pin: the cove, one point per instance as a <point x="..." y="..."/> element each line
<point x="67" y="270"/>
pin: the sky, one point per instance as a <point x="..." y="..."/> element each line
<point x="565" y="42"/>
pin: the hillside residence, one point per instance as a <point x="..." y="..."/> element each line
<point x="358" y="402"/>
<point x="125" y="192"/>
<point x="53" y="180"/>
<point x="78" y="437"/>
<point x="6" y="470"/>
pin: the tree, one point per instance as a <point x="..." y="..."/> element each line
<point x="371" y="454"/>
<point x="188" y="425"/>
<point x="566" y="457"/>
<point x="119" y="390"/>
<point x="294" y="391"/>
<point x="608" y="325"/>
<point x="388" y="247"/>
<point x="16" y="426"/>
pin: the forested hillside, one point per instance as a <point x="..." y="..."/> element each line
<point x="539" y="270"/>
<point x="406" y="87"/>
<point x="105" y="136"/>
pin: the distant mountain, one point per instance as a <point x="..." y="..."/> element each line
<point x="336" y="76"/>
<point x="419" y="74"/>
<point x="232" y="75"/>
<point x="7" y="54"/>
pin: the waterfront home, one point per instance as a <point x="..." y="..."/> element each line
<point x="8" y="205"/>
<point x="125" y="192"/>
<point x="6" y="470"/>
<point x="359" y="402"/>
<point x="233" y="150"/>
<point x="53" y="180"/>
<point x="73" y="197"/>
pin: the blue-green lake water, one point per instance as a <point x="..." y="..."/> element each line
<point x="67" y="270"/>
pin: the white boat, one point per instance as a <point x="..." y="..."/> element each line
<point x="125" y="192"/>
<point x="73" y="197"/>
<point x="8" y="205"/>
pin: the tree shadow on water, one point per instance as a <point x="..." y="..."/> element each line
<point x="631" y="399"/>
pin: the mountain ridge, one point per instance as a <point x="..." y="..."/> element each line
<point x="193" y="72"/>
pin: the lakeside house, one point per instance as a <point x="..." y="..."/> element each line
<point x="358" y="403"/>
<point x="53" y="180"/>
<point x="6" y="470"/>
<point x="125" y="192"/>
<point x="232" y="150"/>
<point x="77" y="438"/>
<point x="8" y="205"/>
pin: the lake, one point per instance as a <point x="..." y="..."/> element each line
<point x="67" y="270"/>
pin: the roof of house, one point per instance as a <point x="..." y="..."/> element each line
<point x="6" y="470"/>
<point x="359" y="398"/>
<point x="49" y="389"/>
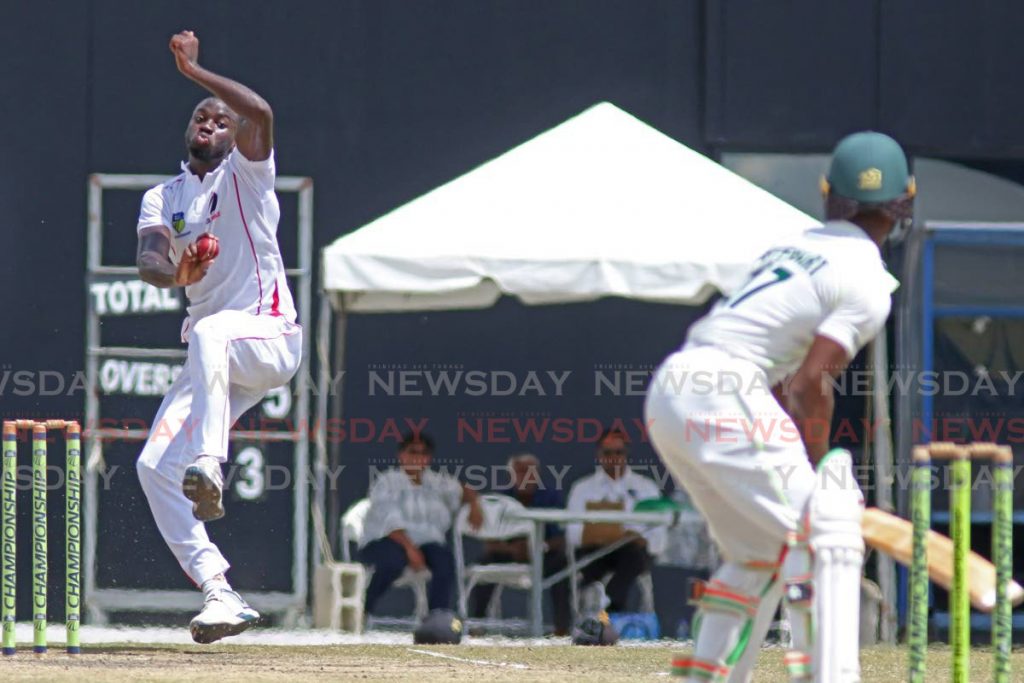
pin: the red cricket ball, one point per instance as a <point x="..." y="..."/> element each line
<point x="207" y="247"/>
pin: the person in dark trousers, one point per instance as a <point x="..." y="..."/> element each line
<point x="528" y="488"/>
<point x="411" y="511"/>
<point x="614" y="486"/>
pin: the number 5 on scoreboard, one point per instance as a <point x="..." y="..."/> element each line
<point x="759" y="281"/>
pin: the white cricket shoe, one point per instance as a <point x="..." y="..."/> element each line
<point x="203" y="484"/>
<point x="224" y="613"/>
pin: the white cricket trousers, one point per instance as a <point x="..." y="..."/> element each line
<point x="725" y="438"/>
<point x="235" y="358"/>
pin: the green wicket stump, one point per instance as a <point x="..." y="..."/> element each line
<point x="961" y="458"/>
<point x="40" y="540"/>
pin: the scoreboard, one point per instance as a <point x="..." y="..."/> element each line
<point x="132" y="356"/>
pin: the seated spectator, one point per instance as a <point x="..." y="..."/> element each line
<point x="412" y="508"/>
<point x="613" y="486"/>
<point x="527" y="488"/>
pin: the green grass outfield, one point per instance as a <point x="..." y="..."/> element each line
<point x="224" y="664"/>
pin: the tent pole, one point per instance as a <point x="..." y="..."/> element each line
<point x="882" y="441"/>
<point x="323" y="397"/>
<point x="340" y="332"/>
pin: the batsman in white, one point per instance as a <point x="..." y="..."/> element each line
<point x="741" y="417"/>
<point x="241" y="331"/>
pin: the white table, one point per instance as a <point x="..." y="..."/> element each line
<point x="542" y="516"/>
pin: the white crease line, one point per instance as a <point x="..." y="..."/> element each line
<point x="479" y="662"/>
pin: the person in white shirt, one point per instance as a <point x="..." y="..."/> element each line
<point x="613" y="486"/>
<point x="741" y="417"/>
<point x="241" y="329"/>
<point x="411" y="510"/>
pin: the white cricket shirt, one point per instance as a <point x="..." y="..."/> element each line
<point x="237" y="203"/>
<point x="830" y="282"/>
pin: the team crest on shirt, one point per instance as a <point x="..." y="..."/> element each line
<point x="178" y="221"/>
<point x="869" y="179"/>
<point x="214" y="214"/>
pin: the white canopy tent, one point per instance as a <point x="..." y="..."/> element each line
<point x="601" y="205"/>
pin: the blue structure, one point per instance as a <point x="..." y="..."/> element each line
<point x="962" y="307"/>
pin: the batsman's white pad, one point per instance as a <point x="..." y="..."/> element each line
<point x="735" y="608"/>
<point x="821" y="571"/>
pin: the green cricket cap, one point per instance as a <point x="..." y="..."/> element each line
<point x="869" y="168"/>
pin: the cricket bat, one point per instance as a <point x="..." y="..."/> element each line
<point x="893" y="536"/>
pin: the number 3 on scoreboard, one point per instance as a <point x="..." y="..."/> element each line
<point x="759" y="281"/>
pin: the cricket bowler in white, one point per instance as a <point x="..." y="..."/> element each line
<point x="241" y="330"/>
<point x="741" y="417"/>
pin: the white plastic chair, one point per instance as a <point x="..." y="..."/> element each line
<point x="498" y="525"/>
<point x="351" y="531"/>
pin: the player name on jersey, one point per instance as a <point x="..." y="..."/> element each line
<point x="127" y="297"/>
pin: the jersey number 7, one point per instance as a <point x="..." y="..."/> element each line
<point x="759" y="281"/>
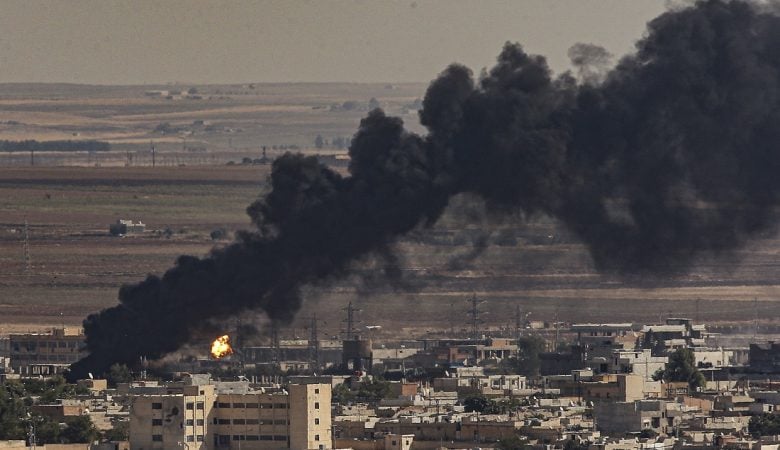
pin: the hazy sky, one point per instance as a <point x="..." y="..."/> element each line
<point x="198" y="41"/>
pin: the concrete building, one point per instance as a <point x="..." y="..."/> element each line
<point x="677" y="333"/>
<point x="614" y="388"/>
<point x="197" y="415"/>
<point x="633" y="417"/>
<point x="41" y="354"/>
<point x="638" y="362"/>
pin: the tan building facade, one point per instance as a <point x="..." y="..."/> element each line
<point x="198" y="418"/>
<point x="46" y="353"/>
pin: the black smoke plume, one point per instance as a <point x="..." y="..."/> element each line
<point x="673" y="154"/>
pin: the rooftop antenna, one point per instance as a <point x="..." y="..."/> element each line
<point x="755" y="318"/>
<point x="350" y="321"/>
<point x="314" y="344"/>
<point x="275" y="340"/>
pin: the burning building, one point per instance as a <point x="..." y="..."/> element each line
<point x="669" y="155"/>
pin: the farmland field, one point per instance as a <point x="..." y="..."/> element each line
<point x="75" y="267"/>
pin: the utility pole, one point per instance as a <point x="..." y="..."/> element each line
<point x="557" y="327"/>
<point x="350" y="321"/>
<point x="26" y="247"/>
<point x="474" y="313"/>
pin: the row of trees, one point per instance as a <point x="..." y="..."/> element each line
<point x="17" y="416"/>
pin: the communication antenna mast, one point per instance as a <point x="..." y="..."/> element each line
<point x="755" y="318"/>
<point x="350" y="321"/>
<point x="314" y="344"/>
<point x="275" y="340"/>
<point x="26" y="246"/>
<point x="475" y="313"/>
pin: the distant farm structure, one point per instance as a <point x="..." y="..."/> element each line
<point x="123" y="227"/>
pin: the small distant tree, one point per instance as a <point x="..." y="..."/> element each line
<point x="480" y="403"/>
<point x="120" y="432"/>
<point x="682" y="367"/>
<point x="118" y="373"/>
<point x="79" y="430"/>
<point x="342" y="394"/>
<point x="374" y="390"/>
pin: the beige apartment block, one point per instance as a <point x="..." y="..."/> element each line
<point x="201" y="417"/>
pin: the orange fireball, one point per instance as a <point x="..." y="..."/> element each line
<point x="221" y="347"/>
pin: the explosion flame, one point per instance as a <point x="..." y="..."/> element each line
<point x="221" y="347"/>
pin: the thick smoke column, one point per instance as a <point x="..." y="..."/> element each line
<point x="673" y="154"/>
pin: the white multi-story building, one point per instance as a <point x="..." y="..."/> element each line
<point x="230" y="416"/>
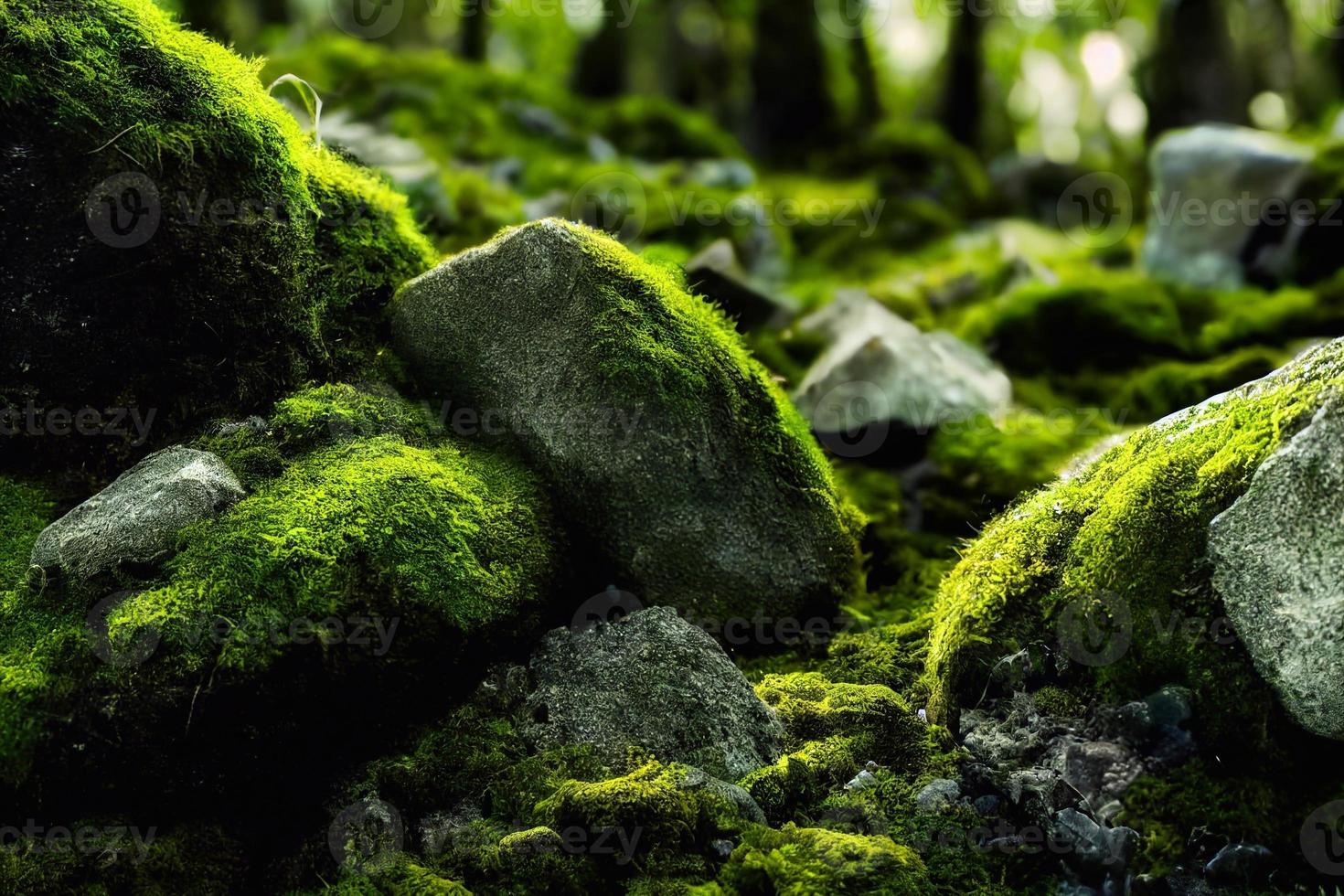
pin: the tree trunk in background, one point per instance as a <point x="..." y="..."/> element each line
<point x="1192" y="76"/>
<point x="794" y="111"/>
<point x="475" y="34"/>
<point x="961" y="103"/>
<point x="600" y="70"/>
++++++++
The lines wanted are those from the one with "pin: the white multi-story" to the end of the entries above, repeated exactly, both ends included. Leave out the pictures.

pin: the white multi-story building, one point per instance as a <point x="..." y="..."/> element each line
<point x="230" y="416"/>
pin: the tree trunk in background, one point per instance as a <point x="..." y="..."/> element each line
<point x="1192" y="76"/>
<point x="794" y="111"/>
<point x="475" y="34"/>
<point x="961" y="103"/>
<point x="600" y="70"/>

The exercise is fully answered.